- OBJECTIVE 1: In the court opinion, translate this sentence into Spanish: "Lord’s action was predicated in part on the promise by Peaks to pay the debt to Spies."
- OBJECTIVE 2: According to the court opinion, what did the allegation of the answer state that Lord had done?
- OBJECTIVE 3: Extend the court opinion, starting right after its final sentence.

- SOURCE DOCUMENT:
===============
We will first notice the objection to any evidence being introduced under the pleadings, and motion for judgment for Peaks, because no reply had been filed denying the-matter set up in the fourth paragraph of the answer. To state it in the strongest terms, this was merely affirmative matter, which amounted to no more than a denial of the cause of action stated in Lord’s petition. Lord’s action was predicated in part on the promise by Peaks to pay the debt to Spies. The allegation of the answer simply denied this, and stated that Lord had assumed and agreed to pay the Spies account. If on the trial there had been a finding in favor of Peaks he would have been entitled to no affirmative relief; nothing more than a general finding in his favor, a failure of Lord’s cause of action, hence the answer did not require a reply and the court did not err in overruling the objection and motion. (See Kavalier v. Machula, 41 N. W. Rep. [Ia.], 590; Jordan v. Buschmeyer, 10 S. W. Rep. [Mo.], 616; Maxwell, Code Pleading, 558, and cases cited.)

[19]*19Counsel for plaintiff in error argues in his brief that the court erred in giving instructions 6 and 7 of the instructions given by the court on its own motion. The giving of these instructions was not assigned as error in the motion for a new trial or in the petition in error, and hence are not entitled to consideration here.
===============
- COLLECTED MATERIAL:
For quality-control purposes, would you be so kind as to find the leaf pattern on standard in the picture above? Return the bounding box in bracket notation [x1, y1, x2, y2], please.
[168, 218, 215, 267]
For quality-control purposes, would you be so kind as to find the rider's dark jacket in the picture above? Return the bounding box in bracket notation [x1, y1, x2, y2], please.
===============
- EXPECTED ANSWER 1: La acción de Lord se basaba en parte en la promesa de Peaks de pagar la deuda a Spies.

- EXPECTED ANSWER 2: It stated that Lord had assumed and agreed to pay the Spies account.

- EXPECTED ANSWER 3:
Paragraph No. 10 of the petition in error is as follows: “The court erred in permitting the plaintiff to show, upon cross-examination of the plaintiff in error, that the matters in controversy were submitted to arbitration, or to a referee, prior to the signing the articles of dissolution. (See page 27, bill of exceptions.)” By examination of page 27 of the bill of exceptions we find the following in regard to the subject referred to in the paragraph quoted:

Q. Isn’t it a fact this matter was submitted at one time to arbitration, or to a referee, prior to this time?
Objected to by the defendant, as incompetent, irrelevant, and immaterial, and not proper cross-examination. Overruled by the court, to which defendant excepts.
Q. Now I will ask you if this matter wasn’t referred to a referee at one time?
A. What matter?
Q. This matter of the question as to how much interest you had in the business and how much interest Mr. Lord had in the business.
A. Certain questions were submitted to a referee for decision.
Q. Now, you may state if you didn’t make a statement to that referee of the assets and things of that kind; have a showing of the assets of the business that was made by you. You may examine this, marked “Exhibit E,” and state if that was a statement which was submitted to the referee.
A. It bears my signature. It must be so.
Q,. You may state from that, Mr. Peaks, as to how much the agreed assets of the firm were at that time.

[20]*20' Objected to by the defendant, as immaterial. Sustained by the court, to which plaintiff excepts.

' It will be noticed that the first question asked, and- to which objection was interposed and overruled, was not answered; that the next objection which was made to any of the testimony was sustained. Clearly there is nothing in this of which the plaintiff in error can complain.

Assignments numbered 5 and 9 are as follows:

“5. The court erred in admitting any oral testimony in reference to the dissolution and settlement of the firm affairs, the same having been reduced to writing and signed by the members of the firm.”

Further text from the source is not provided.